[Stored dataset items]

•••

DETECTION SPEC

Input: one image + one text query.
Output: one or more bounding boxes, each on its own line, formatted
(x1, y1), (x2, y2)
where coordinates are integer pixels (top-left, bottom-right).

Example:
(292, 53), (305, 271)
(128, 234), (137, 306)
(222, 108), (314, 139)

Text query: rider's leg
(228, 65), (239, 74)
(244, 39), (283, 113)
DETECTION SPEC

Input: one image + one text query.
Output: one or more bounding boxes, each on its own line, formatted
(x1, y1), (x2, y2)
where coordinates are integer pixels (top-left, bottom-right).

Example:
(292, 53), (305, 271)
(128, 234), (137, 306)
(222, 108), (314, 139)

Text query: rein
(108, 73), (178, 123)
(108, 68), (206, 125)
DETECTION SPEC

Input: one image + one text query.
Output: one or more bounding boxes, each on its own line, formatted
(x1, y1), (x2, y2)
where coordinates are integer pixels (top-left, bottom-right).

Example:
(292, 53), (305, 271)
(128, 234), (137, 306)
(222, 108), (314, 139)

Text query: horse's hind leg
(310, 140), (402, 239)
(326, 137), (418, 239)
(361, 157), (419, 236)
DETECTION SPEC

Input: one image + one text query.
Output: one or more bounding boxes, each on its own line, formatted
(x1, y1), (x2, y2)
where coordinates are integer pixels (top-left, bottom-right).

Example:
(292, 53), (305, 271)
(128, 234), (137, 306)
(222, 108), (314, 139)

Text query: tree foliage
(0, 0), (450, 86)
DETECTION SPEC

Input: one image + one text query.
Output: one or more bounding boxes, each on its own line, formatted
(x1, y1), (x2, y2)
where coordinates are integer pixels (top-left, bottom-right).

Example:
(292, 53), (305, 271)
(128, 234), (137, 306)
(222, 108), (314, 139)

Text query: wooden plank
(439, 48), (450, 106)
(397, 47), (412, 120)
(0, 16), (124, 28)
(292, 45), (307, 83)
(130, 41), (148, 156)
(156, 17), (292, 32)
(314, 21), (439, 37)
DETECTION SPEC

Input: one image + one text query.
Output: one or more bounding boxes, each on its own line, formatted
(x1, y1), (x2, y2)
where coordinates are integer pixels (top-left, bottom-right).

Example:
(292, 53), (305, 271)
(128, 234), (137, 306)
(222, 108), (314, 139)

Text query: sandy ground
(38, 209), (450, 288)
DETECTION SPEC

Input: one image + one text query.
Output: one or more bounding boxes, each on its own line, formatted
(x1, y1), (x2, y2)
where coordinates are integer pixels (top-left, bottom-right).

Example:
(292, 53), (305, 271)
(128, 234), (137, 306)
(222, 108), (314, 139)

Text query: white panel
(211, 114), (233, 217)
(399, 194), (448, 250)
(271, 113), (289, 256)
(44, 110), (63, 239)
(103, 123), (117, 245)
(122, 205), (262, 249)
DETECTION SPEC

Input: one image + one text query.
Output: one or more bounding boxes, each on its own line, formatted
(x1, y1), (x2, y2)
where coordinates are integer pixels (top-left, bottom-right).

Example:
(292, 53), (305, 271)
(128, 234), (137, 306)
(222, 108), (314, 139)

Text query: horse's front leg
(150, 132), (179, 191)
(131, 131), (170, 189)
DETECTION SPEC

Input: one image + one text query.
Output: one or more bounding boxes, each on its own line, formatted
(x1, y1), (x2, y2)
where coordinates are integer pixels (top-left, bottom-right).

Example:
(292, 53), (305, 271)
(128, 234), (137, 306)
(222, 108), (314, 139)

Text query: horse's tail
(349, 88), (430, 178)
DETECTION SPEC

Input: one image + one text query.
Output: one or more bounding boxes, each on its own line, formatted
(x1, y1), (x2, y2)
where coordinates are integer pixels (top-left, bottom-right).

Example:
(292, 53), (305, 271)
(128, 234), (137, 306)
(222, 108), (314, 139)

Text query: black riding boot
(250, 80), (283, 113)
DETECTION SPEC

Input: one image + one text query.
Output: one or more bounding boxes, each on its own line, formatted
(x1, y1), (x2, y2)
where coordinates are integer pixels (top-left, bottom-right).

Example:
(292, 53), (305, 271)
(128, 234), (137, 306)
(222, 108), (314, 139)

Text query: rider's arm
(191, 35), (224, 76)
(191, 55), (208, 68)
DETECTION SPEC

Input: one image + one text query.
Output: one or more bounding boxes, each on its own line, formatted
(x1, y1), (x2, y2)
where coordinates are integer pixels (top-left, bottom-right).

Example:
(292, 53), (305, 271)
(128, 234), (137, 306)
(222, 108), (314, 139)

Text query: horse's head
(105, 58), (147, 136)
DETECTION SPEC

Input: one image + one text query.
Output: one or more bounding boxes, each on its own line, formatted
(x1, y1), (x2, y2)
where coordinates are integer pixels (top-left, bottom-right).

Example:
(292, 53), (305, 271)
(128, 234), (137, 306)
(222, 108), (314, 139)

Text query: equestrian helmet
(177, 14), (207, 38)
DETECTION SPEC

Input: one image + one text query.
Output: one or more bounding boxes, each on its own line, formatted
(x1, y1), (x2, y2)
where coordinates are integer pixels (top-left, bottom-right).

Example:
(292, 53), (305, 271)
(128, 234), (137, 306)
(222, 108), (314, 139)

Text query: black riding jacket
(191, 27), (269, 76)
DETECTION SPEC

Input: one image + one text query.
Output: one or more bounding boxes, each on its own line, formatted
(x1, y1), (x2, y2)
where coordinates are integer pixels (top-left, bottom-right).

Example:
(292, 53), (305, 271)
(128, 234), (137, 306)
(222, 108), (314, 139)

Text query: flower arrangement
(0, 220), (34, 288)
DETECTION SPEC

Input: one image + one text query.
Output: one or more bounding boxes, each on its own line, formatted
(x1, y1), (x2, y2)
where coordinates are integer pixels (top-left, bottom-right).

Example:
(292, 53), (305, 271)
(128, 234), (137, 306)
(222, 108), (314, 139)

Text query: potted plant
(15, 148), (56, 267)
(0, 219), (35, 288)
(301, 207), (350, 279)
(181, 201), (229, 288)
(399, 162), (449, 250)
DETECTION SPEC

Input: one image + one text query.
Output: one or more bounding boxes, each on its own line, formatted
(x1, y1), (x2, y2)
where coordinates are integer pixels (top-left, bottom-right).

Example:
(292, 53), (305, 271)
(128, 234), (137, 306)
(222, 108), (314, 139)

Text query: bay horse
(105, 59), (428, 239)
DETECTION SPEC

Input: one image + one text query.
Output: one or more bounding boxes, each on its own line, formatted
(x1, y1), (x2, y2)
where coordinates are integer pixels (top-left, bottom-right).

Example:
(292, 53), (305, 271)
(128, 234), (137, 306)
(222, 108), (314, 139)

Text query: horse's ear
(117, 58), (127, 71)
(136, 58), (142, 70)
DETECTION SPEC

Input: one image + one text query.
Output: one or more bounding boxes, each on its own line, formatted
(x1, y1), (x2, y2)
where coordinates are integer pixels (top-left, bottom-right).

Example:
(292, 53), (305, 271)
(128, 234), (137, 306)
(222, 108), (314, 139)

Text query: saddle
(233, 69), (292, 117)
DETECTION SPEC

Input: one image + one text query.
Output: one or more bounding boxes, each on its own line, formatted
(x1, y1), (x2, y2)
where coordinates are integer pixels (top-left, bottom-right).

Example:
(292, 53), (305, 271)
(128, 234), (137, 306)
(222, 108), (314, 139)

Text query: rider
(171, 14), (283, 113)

•••

» PROMPT
Rewrite in full the lines from the start through the line containing "(244, 39), (283, 113)". Multiply only the coordinates in the answers by 0.2 and round each to a whole number, rounding halves up.

» EXERCISE RESPONSE
DETECTION SPEC

Input: one image + one text query.
Output: one or more bounding boxes, each on its own line, formatted
(x1, y1), (x2, y2)
where coordinates are integer pixels (top-left, bottom-right).

Example:
(292, 53), (305, 271)
(128, 234), (137, 306)
(222, 108), (314, 139)

Text query: rider's leg
(46, 13), (48, 15)
(49, 8), (57, 23)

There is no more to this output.